> _What to do_: Write out the part of the baby blanket thread between "## vicki143 (Mar" and "wonderful job on it!", inclusive, copying it word for word.

> _Document segment_:
- - -
O my gosh, how beautiful!!!!


----------



## belencita7 (Oct 6, 2011)

Love you baby blanket,very nice work!


----------



## knittersjoy (Mar 1, 2011)

Absolutely precious! One of the most unique baby blankets I've seen - so sweet - your work is wonderful as well. I really want this pattern so look forward to your post! 

If emailing, my email is [email protected]

Thank you for sharing.


----------



## hgayle (Aug 22, 2011)

Oh my goodness! I can't imagine how long that must have taken. Very nice!


----------



## vicki143 (Mar 13, 2012)

How beautiful - what a present.


----------



## i knit (Jan 17, 2011)

never have seen anything like this its beautiful you did a wonderful job on it!


----------



## Katsch (Mar 15, 2011)

That blanket is very nice.


----------



## Judyrohe (Mar 11, 2011)

WOW - this is such a lovely blanket. What a treasure.


----------



## kusumbudhwar (Feb 26, 2011)

Very lovely blanket. It is a precious gift.


----------



## kestrelz (Nov 29, 2011)

EXCELLENT


----------



## mak123 (Jan 24, 2012)

it is cross stitch over the afghan stitch, very easy just very time consuming, at least for me, I don't crochet that much. christine


nan-ma said:


> is that intrasua or duplicate stich? any way its very beautifull


----------



## mak123 (Jan 24, 2012)
- - -
> _Raw records_:
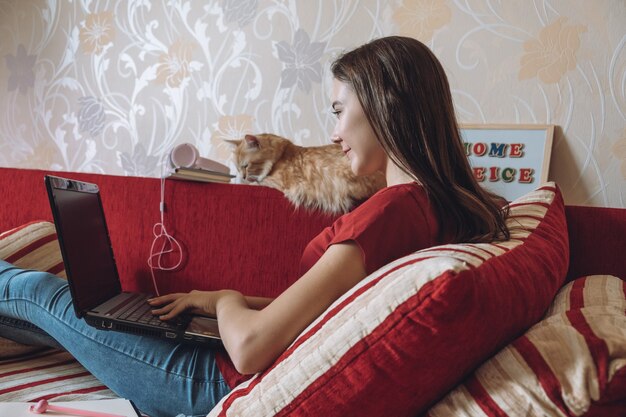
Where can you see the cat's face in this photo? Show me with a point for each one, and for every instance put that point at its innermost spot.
(255, 156)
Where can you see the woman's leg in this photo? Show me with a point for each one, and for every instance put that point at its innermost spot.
(162, 378)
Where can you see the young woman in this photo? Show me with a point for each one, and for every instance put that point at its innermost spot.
(394, 114)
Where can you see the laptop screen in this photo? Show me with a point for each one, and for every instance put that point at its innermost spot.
(84, 240)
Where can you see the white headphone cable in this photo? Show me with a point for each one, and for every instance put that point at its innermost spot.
(170, 244)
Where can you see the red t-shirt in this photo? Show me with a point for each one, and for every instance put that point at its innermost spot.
(394, 222)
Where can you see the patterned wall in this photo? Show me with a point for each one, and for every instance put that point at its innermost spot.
(111, 85)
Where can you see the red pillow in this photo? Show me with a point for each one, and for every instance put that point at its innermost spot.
(411, 331)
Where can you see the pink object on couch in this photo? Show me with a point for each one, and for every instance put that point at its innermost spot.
(248, 238)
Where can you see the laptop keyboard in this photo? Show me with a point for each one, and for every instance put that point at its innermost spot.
(142, 313)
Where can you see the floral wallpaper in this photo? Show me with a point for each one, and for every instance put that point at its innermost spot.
(111, 86)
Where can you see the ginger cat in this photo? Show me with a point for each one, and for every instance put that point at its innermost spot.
(312, 177)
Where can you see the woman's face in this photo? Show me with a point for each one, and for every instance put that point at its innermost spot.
(354, 133)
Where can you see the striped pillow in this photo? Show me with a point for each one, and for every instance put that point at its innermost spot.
(52, 375)
(572, 363)
(408, 333)
(31, 246)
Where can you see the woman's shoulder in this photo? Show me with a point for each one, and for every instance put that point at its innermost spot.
(393, 192)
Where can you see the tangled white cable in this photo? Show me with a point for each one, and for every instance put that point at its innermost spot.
(169, 243)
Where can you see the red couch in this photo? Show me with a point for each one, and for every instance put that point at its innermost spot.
(245, 237)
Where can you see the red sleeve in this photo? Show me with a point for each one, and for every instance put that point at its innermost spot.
(393, 223)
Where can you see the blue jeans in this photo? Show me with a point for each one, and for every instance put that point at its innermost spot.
(160, 377)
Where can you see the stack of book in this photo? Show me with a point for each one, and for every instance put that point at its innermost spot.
(202, 175)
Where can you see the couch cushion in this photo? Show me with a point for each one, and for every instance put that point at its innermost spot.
(572, 363)
(31, 246)
(409, 332)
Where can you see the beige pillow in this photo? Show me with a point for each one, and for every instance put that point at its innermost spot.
(572, 363)
(31, 246)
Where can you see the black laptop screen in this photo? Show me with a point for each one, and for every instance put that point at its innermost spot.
(84, 238)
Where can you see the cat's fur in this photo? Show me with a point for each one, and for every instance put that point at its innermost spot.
(312, 177)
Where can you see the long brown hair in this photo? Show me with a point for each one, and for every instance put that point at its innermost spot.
(406, 97)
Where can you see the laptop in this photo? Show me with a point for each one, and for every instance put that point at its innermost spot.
(93, 277)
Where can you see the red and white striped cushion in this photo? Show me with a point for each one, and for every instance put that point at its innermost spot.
(409, 332)
(31, 246)
(32, 372)
(51, 375)
(572, 363)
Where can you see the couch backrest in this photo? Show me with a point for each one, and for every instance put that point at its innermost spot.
(234, 236)
(597, 241)
(245, 237)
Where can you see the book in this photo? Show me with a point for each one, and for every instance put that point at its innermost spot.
(202, 175)
(117, 406)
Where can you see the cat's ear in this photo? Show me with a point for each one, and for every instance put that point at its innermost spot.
(252, 142)
(234, 142)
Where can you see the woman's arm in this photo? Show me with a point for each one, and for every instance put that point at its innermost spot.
(255, 338)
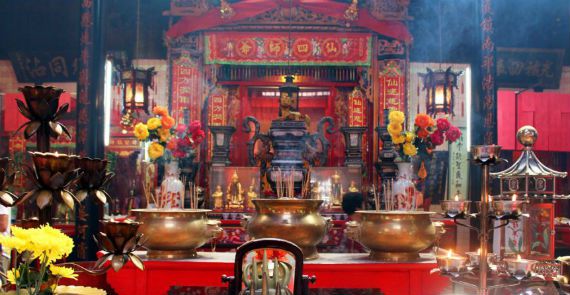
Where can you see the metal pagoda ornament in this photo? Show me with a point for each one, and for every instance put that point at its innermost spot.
(528, 176)
(440, 96)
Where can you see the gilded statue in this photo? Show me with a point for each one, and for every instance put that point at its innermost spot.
(218, 196)
(287, 106)
(352, 188)
(336, 189)
(234, 195)
(251, 195)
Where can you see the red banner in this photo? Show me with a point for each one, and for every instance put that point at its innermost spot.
(186, 90)
(356, 109)
(392, 84)
(265, 48)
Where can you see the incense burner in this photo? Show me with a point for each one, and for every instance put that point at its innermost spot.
(175, 233)
(393, 235)
(295, 220)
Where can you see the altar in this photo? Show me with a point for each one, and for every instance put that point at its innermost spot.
(333, 270)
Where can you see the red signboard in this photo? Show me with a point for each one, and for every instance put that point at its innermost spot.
(392, 84)
(266, 48)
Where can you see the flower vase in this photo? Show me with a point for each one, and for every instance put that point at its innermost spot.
(404, 190)
(172, 188)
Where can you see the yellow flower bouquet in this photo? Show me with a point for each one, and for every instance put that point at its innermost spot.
(38, 249)
(166, 139)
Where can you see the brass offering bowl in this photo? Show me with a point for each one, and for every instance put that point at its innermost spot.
(295, 220)
(393, 235)
(175, 233)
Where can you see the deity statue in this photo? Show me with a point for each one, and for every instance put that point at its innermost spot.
(287, 106)
(336, 189)
(218, 196)
(251, 195)
(234, 194)
(352, 188)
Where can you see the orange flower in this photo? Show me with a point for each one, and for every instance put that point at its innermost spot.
(422, 133)
(167, 122)
(160, 111)
(423, 121)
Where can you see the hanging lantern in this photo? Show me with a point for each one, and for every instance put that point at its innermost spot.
(289, 94)
(439, 85)
(135, 83)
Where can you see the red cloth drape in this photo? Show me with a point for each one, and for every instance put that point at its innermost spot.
(549, 113)
(250, 8)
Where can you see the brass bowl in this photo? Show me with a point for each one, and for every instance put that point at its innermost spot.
(175, 233)
(295, 220)
(393, 235)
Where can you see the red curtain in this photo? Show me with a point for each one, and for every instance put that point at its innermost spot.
(549, 113)
(250, 8)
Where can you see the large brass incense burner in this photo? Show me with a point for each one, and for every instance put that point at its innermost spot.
(295, 220)
(175, 233)
(393, 235)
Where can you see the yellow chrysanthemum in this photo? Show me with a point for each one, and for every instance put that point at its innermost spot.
(12, 276)
(396, 117)
(63, 272)
(399, 139)
(141, 131)
(410, 149)
(155, 150)
(153, 123)
(164, 134)
(410, 136)
(394, 129)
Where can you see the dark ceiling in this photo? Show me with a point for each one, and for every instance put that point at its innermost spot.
(52, 25)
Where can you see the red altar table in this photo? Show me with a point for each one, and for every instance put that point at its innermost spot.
(333, 270)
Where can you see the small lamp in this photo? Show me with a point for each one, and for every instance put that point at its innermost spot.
(135, 83)
(439, 85)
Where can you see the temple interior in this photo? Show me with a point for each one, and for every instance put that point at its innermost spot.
(285, 147)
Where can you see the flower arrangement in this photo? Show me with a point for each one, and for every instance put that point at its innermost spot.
(425, 136)
(38, 249)
(166, 139)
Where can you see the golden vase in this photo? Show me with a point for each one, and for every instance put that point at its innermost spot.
(175, 233)
(393, 235)
(295, 220)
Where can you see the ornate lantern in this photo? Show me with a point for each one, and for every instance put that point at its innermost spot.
(439, 85)
(289, 91)
(135, 83)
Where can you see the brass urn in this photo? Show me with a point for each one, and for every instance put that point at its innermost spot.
(295, 220)
(393, 235)
(175, 233)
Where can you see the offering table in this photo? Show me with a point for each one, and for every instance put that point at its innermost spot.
(333, 270)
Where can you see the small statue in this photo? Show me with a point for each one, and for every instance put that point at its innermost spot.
(287, 109)
(352, 188)
(336, 189)
(234, 193)
(251, 195)
(218, 196)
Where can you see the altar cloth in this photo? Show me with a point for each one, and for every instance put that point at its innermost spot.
(333, 270)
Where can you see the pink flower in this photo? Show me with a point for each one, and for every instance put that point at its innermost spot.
(181, 128)
(194, 126)
(453, 134)
(437, 138)
(442, 124)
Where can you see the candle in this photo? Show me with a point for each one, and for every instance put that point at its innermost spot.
(450, 263)
(519, 268)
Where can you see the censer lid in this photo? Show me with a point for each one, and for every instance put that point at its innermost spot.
(528, 164)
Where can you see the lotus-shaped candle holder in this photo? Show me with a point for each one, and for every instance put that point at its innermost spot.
(52, 175)
(7, 198)
(119, 240)
(42, 108)
(94, 178)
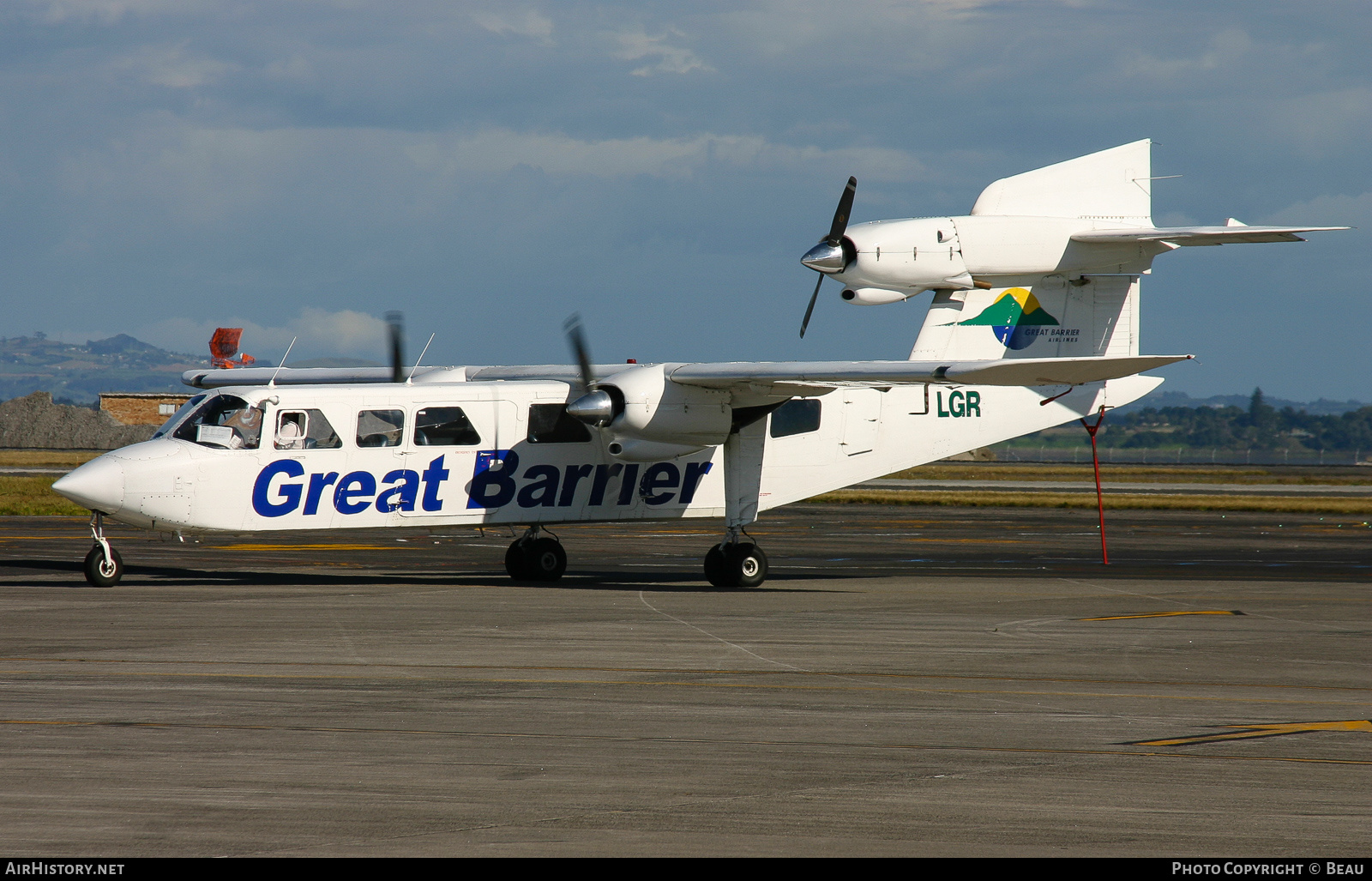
- - -
> _Solution to this task_:
## vicki143 (Mar 13, 2012)

How beautiful - what a present.


----------



## i knit (Jan 17, 2011)

never have seen anything like this its beautiful you did a wonderful job on it!